What the exercise asks
Copy out the records from the first line through the line with "[(67, 125), (0, 121), (0, 280), (63, 280)]", swapping "exterior wall" for "outer wall" and changing nothing else. Omit the pictures.

Material provided
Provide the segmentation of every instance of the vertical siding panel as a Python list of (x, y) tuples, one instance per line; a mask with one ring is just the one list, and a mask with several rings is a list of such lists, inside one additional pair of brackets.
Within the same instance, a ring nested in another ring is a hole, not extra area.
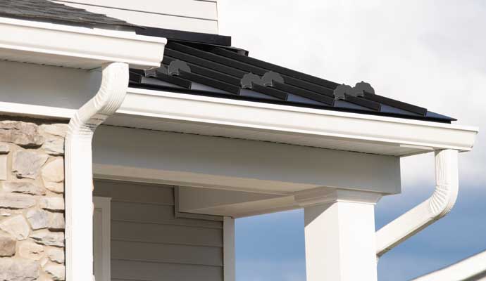
[(173, 187), (96, 181), (94, 193), (112, 198), (112, 280), (223, 280), (223, 223), (175, 218)]

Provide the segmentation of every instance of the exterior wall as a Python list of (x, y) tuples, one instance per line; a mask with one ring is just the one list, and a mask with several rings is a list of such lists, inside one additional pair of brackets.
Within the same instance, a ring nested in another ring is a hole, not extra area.
[(95, 181), (111, 198), (112, 280), (223, 280), (223, 222), (176, 218), (170, 185)]
[(218, 33), (216, 0), (65, 0), (57, 2), (139, 25)]
[(67, 125), (0, 121), (0, 280), (63, 280)]

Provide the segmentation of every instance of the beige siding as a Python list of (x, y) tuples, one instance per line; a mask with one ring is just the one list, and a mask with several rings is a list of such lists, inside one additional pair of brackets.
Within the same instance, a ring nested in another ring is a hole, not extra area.
[(61, 0), (57, 2), (106, 14), (139, 25), (218, 33), (216, 1)]
[(111, 197), (111, 280), (223, 280), (223, 223), (175, 218), (170, 186), (96, 181)]

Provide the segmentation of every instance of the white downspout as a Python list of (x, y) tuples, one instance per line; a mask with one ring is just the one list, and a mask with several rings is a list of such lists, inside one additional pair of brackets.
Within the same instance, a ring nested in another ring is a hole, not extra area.
[(98, 93), (70, 119), (66, 137), (66, 280), (93, 280), (92, 140), (96, 127), (120, 107), (128, 88), (128, 65), (103, 67)]
[(457, 199), (457, 150), (435, 152), (435, 190), (432, 196), (376, 232), (378, 257), (447, 214)]

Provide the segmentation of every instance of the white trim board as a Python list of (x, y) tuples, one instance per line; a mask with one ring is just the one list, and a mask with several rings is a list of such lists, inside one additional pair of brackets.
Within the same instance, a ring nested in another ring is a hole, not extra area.
[(223, 220), (223, 280), (236, 280), (235, 251), (235, 218), (225, 216)]
[(101, 178), (173, 185), (268, 193), (321, 186), (400, 192), (400, 161), (392, 156), (112, 126), (96, 130), (93, 164)]
[[(93, 251), (94, 275), (96, 281), (111, 281), (111, 198), (93, 197), (93, 247), (101, 248), (101, 251), (96, 251), (96, 249)], [(96, 216), (96, 211), (101, 212), (100, 216)]]
[[(132, 32), (73, 27), (0, 17), (0, 59), (92, 69), (110, 62), (156, 67), (167, 40)], [(28, 40), (25, 40), (28, 38)], [(137, 51), (134, 51), (137, 50)]]

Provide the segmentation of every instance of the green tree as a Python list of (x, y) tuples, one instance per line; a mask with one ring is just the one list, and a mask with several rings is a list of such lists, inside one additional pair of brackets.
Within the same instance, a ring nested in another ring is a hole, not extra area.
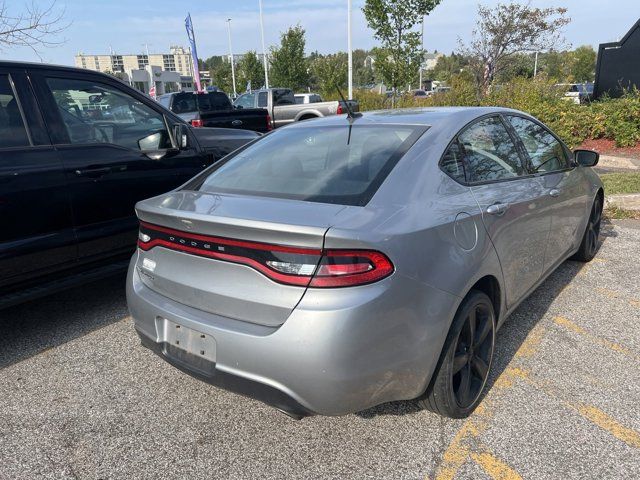
[(375, 48), (375, 68), (394, 92), (418, 75), (420, 32), (415, 27), (441, 0), (366, 0), (362, 11), (382, 46)]
[(345, 52), (316, 57), (311, 72), (320, 93), (325, 97), (337, 96), (336, 85), (344, 92), (347, 88), (348, 58)]
[(528, 3), (479, 5), (478, 23), (462, 53), (473, 59), (480, 93), (486, 94), (495, 77), (514, 55), (547, 50), (563, 42), (562, 27), (570, 22), (565, 8), (533, 8)]
[(236, 76), (240, 90), (251, 82), (251, 88), (257, 89), (264, 85), (264, 67), (256, 52), (247, 52), (236, 65)]
[(304, 34), (300, 25), (290, 27), (280, 36), (280, 46), (271, 47), (269, 83), (292, 90), (309, 86), (309, 65), (304, 57)]
[(571, 76), (574, 82), (593, 82), (596, 76), (596, 52), (584, 45), (572, 52)]

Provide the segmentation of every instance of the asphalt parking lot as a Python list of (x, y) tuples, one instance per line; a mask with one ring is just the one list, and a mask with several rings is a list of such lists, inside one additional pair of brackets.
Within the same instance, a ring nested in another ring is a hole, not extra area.
[(0, 479), (638, 478), (640, 222), (499, 332), (467, 420), (397, 402), (293, 421), (139, 345), (123, 278), (0, 311)]

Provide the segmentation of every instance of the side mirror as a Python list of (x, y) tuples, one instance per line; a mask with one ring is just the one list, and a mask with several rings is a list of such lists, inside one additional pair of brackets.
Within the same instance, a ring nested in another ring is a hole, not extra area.
[(189, 135), (187, 133), (187, 129), (188, 127), (184, 123), (176, 123), (173, 126), (173, 138), (178, 150), (184, 150), (189, 146)]
[(593, 150), (575, 150), (573, 154), (576, 163), (582, 167), (595, 167), (600, 160), (600, 154)]

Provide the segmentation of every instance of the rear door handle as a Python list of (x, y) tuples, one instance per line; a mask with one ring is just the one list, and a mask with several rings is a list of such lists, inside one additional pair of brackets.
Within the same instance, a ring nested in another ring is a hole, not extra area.
[(79, 177), (97, 178), (106, 175), (110, 171), (110, 167), (85, 168), (84, 170), (76, 170), (76, 175)]
[(508, 203), (494, 203), (493, 205), (489, 205), (487, 207), (487, 213), (489, 215), (501, 216), (504, 215), (504, 212), (506, 212), (508, 208)]

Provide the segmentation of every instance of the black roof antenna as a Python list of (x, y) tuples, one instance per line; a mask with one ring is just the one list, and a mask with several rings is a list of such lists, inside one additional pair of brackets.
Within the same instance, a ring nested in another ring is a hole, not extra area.
[(349, 106), (349, 102), (345, 100), (344, 95), (342, 95), (342, 92), (340, 91), (340, 87), (337, 84), (336, 84), (336, 90), (338, 90), (338, 95), (340, 95), (340, 98), (342, 99), (342, 102), (344, 103), (344, 106), (347, 109), (347, 119), (350, 122), (352, 122), (356, 118), (361, 117), (362, 114), (360, 112), (354, 112), (353, 110), (351, 110), (351, 107)]

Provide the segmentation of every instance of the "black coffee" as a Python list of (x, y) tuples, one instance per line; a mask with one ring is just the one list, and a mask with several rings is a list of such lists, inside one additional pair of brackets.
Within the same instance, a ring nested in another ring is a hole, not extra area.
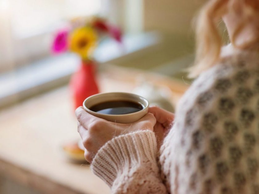
[(90, 108), (92, 111), (106, 115), (125, 115), (141, 111), (144, 108), (140, 103), (126, 101), (109, 101)]

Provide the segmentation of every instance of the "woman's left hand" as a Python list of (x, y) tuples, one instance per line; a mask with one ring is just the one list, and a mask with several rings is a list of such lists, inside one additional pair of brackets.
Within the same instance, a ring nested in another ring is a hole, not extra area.
[(149, 113), (137, 121), (124, 124), (108, 121), (91, 115), (82, 107), (76, 110), (77, 131), (85, 148), (84, 157), (91, 163), (97, 152), (106, 142), (114, 137), (139, 130), (152, 131), (156, 120)]

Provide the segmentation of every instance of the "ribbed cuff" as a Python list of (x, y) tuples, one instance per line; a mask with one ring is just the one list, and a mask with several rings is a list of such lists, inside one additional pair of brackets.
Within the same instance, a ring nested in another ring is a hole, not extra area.
[(124, 174), (130, 176), (143, 162), (155, 162), (157, 148), (154, 134), (138, 131), (115, 137), (98, 151), (91, 168), (93, 173), (111, 187), (115, 179)]

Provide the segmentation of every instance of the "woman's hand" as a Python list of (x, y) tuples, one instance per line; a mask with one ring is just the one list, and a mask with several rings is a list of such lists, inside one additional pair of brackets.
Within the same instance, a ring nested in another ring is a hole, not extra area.
[(158, 148), (173, 126), (175, 114), (156, 106), (150, 106), (148, 112), (154, 116), (157, 120), (154, 127), (154, 132), (157, 137)]
[(76, 115), (77, 131), (85, 148), (84, 157), (90, 163), (99, 149), (114, 137), (139, 130), (153, 131), (156, 122), (154, 115), (150, 113), (132, 123), (113, 123), (89, 114), (82, 107), (76, 110)]

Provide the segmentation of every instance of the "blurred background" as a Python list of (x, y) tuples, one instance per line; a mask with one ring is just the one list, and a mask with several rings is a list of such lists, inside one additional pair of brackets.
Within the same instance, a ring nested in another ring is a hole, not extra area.
[(134, 92), (173, 111), (191, 83), (183, 70), (206, 1), (0, 0), (0, 193), (109, 193), (88, 167), (63, 157), (78, 137), (68, 86), (80, 59), (51, 54), (57, 29), (96, 15), (119, 26), (123, 49), (107, 38), (94, 52), (100, 91)]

Written response
Provide the segmentation of every instance of the vertical siding panel as a Python list of (x, y) tuples, one instance per line; a mask with one ring is just the one list, and a mask with several rings is a list of such lists, inside one additional pair of brackets.
Within the same instance, a ring nested in another ring is a hole, not extra area.
[(173, 187), (96, 181), (94, 193), (112, 198), (112, 280), (223, 280), (223, 223), (175, 218)]

Provide the segmentation of every instance of the outer wall as a Python list of (x, y) tuples, one instance per line; a mask with one ring is just the one list, and a mask with several rings is a list of such lists, inside one additional pair of brackets.
Within the same instance, a ring nested in another ring is a hole, not extra area.
[(95, 181), (111, 198), (112, 280), (223, 280), (223, 222), (176, 218), (170, 185)]
[(218, 33), (216, 0), (65, 0), (57, 2), (139, 25)]
[(67, 125), (0, 121), (0, 280), (63, 280)]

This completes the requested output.